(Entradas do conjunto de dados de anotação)

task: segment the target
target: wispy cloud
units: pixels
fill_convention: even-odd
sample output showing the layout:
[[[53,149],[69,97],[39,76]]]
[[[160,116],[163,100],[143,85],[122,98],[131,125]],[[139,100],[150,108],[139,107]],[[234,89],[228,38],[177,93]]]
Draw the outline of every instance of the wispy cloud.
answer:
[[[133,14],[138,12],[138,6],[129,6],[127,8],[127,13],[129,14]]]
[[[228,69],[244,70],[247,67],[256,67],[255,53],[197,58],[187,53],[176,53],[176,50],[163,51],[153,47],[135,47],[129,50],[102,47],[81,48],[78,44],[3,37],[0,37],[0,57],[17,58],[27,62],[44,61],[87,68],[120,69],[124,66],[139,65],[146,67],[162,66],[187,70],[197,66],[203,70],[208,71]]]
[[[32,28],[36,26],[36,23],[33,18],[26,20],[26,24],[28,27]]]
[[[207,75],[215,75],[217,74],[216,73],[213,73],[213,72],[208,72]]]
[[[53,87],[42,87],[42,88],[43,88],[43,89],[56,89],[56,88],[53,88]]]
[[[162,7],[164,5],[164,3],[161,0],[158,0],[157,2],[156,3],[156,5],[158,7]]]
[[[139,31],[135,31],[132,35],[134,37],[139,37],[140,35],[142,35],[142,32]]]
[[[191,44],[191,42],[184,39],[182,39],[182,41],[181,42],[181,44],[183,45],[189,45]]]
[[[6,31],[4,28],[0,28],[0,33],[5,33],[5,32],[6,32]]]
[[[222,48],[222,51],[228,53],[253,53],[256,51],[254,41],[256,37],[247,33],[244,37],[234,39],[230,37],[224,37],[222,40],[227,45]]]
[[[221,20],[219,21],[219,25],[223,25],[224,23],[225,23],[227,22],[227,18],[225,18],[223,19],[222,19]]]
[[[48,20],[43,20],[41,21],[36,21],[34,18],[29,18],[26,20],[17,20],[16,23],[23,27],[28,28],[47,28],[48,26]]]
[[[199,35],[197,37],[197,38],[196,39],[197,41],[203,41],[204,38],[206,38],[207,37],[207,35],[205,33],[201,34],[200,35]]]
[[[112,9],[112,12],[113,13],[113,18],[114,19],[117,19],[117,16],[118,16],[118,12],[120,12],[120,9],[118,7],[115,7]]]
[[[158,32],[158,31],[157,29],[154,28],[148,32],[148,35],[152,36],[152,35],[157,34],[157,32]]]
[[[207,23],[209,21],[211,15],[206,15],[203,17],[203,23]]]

(INSTRUÇÕES DE TRABALHO) Devolva, sem alterações, cada uma das linhas acima que contenha a palavra "cloud", levando em conta a distinção entre maiúsculas e minúsculas.

(SOLUÇÃO)
target: wispy cloud
Draw the outline of every instance of the wispy cloud.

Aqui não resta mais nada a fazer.